**TASK INPUT**
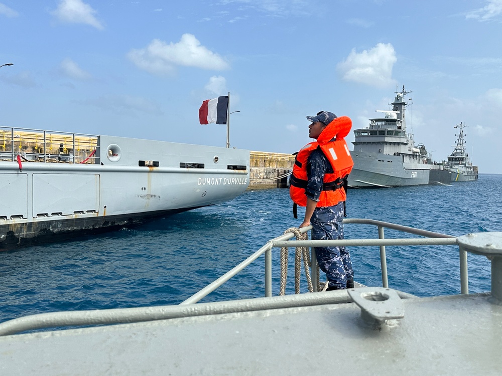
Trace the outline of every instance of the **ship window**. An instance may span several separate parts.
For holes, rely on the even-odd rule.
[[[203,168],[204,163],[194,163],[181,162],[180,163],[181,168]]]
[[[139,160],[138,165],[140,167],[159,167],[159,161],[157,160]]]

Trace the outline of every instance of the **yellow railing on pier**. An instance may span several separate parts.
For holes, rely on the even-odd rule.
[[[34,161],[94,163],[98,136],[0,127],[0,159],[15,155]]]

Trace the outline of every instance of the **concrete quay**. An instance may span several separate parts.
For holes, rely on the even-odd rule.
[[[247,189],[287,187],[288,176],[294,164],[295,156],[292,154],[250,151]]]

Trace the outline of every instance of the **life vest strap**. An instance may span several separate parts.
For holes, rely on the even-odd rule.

--

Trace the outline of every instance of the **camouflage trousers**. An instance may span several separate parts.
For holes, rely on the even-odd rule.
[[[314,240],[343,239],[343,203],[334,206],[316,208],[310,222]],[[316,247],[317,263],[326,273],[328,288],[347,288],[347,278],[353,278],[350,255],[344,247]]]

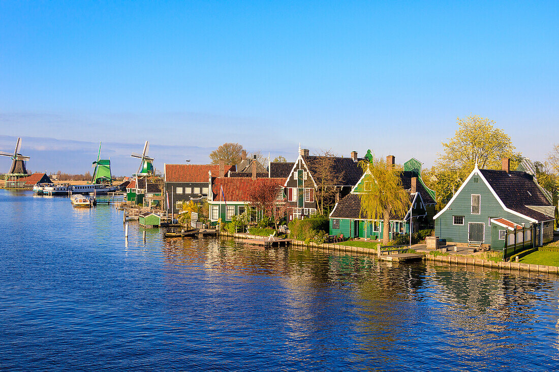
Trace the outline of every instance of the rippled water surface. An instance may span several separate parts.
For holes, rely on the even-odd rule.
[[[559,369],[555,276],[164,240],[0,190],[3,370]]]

**YOUR TASK**
Edit the lines beginning at the one that contains "Trace the outline of every instance of the rippled" and ending after the one that contains "[[[559,369],[555,276],[164,240],[0,190],[3,370]]]" by replacing "rippled water surface" with "choppy water surface", leaving all else unchanged, and give only those lines.

**ANSWER**
Trace the outline of every instance of the choppy water surface. An instance may span several separate parts.
For holes, rely on the even-odd rule.
[[[559,369],[555,276],[164,240],[0,190],[3,370]]]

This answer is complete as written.